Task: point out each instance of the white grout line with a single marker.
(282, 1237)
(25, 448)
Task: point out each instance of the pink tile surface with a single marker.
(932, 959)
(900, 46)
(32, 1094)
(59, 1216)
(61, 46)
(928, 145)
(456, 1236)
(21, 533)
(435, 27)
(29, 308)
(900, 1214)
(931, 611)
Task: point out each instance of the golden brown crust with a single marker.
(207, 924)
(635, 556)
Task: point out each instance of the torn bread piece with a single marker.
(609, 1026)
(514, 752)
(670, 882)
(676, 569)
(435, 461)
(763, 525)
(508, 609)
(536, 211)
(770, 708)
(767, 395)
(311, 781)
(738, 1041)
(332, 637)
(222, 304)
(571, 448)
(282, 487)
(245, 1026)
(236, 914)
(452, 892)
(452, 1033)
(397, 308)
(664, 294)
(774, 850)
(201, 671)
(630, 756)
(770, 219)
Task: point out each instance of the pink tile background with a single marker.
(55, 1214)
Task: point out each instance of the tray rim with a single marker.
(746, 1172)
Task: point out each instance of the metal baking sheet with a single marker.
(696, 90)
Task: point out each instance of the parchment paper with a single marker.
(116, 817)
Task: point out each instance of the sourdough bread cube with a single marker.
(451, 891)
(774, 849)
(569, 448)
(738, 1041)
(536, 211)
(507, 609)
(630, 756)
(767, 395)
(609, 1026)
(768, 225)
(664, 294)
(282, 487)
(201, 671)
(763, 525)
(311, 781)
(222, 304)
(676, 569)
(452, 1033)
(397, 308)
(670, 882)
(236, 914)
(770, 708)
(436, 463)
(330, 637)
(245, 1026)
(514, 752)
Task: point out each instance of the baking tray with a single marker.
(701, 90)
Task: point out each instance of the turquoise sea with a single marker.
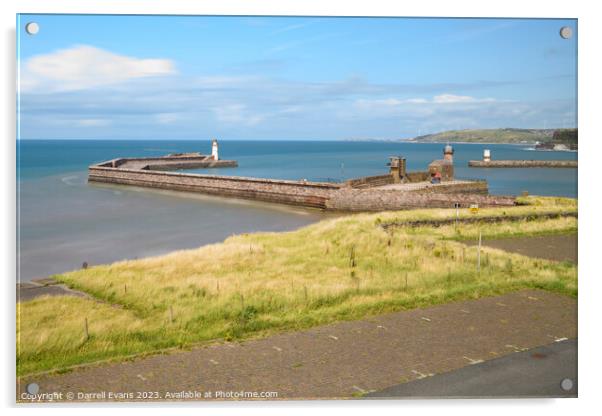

__Short exercise__:
Write out every line of the records above as a JSON list of strings, one string per line. Skip blank lines and leave out the pictures.

__Result of the task__:
[
  "Task: point out each instance of the white grout line with a single marker.",
  "(282, 1237)",
  "(25, 448)",
  "Task: point out each instance of the pink tile surface with a single marker.",
  "(932, 959)",
  "(900, 46)",
  "(32, 1094)",
  "(59, 1216)",
  "(61, 46)",
  "(928, 145)",
  "(456, 1236)",
  "(21, 533)",
  "(435, 27)",
  "(29, 308)",
  "(900, 1214)",
  "(931, 611)",
  "Task: point out each instance of the golden brown crust with a single marker.",
  "(207, 924)",
  "(635, 556)",
  "Task: point out each instance of the torn bread piece with a single marker.",
  "(609, 1026)",
  "(514, 752)",
  "(670, 882)",
  "(676, 569)",
  "(435, 461)",
  "(763, 525)",
  "(508, 609)",
  "(536, 211)",
  "(770, 708)",
  "(767, 395)",
  "(311, 781)",
  "(738, 1041)",
  "(332, 637)",
  "(222, 304)",
  "(571, 448)",
  "(282, 487)",
  "(245, 1026)",
  "(236, 914)",
  "(452, 892)",
  "(452, 1033)",
  "(397, 308)",
  "(664, 294)",
  "(774, 850)",
  "(201, 671)",
  "(630, 756)",
  "(770, 219)",
  "Task: point out each instance of the pink tile background with a single marker.",
  "(55, 1214)",
  "Task: point out each instance of the tray rim with a single marker.",
  "(746, 1172)",
  "Task: point out each instance of the metal baking sheet with a single marker.",
  "(696, 90)",
  "Task: point out each instance of the parchment paper with a single marker.",
  "(116, 817)",
  "Task: point out each instance of the sourdough bread cube with a single marker.",
  "(451, 891)",
  "(774, 849)",
  "(569, 448)",
  "(738, 1041)",
  "(536, 211)",
  "(507, 609)",
  "(630, 756)",
  "(767, 395)",
  "(609, 1026)",
  "(768, 225)",
  "(664, 294)",
  "(282, 487)",
  "(201, 671)",
  "(763, 525)",
  "(311, 781)",
  "(222, 304)",
  "(676, 569)",
  "(452, 1033)",
  "(397, 308)",
  "(670, 882)",
  "(236, 914)",
  "(770, 708)",
  "(436, 463)",
  "(330, 637)",
  "(245, 1026)",
  "(514, 752)",
  "Task: point out each instance of the baking tray with a single marker.",
  "(701, 90)",
  "Task: point out each instance of the turquoise sea with a single marker."
]